*Position annotation records*:
○ ○ ○ ○

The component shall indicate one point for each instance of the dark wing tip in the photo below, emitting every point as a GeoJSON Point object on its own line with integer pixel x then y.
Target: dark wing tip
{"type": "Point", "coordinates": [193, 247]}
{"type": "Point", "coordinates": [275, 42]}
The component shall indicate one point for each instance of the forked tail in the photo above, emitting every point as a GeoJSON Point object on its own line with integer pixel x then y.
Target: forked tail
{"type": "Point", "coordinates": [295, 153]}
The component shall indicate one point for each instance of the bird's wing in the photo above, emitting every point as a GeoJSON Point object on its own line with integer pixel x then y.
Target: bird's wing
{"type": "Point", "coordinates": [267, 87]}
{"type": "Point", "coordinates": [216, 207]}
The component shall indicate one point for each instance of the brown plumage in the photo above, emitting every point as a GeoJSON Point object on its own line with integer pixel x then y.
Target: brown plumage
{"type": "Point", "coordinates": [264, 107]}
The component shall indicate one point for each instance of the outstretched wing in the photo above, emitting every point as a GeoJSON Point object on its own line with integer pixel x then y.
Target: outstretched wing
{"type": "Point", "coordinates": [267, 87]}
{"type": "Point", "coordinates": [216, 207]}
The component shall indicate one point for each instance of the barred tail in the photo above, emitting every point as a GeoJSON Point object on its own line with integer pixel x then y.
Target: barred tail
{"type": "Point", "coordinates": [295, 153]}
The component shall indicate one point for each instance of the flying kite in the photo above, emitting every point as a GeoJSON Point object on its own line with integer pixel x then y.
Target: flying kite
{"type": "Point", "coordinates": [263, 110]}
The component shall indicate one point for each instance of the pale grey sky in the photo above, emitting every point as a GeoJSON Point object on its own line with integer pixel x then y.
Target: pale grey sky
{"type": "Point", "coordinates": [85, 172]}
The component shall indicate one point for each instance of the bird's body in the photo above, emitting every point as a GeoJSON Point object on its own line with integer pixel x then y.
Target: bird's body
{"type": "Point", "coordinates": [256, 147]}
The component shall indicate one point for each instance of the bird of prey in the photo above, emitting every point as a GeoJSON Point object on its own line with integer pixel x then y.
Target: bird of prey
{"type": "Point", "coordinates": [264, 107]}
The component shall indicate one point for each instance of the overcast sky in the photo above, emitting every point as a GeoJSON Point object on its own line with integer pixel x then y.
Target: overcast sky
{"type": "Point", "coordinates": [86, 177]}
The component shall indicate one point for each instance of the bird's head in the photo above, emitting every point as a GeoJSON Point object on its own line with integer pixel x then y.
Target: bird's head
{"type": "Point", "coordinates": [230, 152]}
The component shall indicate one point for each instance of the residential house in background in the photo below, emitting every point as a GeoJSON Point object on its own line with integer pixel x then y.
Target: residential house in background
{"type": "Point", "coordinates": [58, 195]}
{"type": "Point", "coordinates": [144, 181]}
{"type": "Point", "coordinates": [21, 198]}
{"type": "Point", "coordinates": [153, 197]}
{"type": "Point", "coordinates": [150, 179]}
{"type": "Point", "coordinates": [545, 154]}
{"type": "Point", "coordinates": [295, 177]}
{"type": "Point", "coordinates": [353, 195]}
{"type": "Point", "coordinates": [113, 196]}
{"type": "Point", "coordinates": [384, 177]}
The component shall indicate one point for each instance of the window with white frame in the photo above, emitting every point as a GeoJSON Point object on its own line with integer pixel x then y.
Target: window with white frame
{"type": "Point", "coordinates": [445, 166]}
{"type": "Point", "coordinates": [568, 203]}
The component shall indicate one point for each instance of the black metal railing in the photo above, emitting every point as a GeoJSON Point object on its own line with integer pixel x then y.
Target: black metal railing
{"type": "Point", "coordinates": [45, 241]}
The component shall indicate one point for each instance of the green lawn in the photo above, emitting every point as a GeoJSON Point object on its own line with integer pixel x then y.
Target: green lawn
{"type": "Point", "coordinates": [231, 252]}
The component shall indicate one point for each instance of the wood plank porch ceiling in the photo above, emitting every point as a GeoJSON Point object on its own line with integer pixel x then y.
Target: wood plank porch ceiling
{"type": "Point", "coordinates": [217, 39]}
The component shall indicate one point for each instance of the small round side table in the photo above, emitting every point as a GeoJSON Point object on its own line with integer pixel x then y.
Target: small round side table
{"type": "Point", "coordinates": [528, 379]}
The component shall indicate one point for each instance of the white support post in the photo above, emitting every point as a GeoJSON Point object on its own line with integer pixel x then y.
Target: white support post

○ ○ ○ ○

*Given instruction*: Transcribe word for word the lines from the one holding "of the window" to the last line of the listing above, inclusive.

*Task response*:
The component shall indicate one point for each instance of the window with white frame in the photo above, emitting every point as a GeoJSON Point object on its own line with integer pixel x then y.
Target: window with white frame
{"type": "Point", "coordinates": [445, 166]}
{"type": "Point", "coordinates": [568, 203]}
The component shall indicate one point for each instance of the black metal railing in the photo above, emitting every point as a GeoJSON Point object on its own line with integer pixel x then y.
Target: black metal railing
{"type": "Point", "coordinates": [45, 241]}
The component shall indicate one point for each instance of the green lawn in the photo above, emitting every point as a GeoJSON Point object on its own line with integer pixel x then y.
Target: green lawn
{"type": "Point", "coordinates": [231, 252]}
The component shall indicate one point for each instance of the wood plank porch ceiling in the photo above, emitting every point as a GeoJSON Point object on its own line with integer pixel x then y.
Target: wood plank porch ceiling
{"type": "Point", "coordinates": [217, 39]}
The component shall indicate one point for each instance of the small round side table in the photo above, emitting every point as a GeoJSON Point object on its own line with integer pixel x then y.
Target: small round side table
{"type": "Point", "coordinates": [528, 379]}
The component shall indicate one point for each instance of the white support post in the photo above, emitting every point as a GeoJSON Point object on its own line with integer pixel x then y.
Target: white support post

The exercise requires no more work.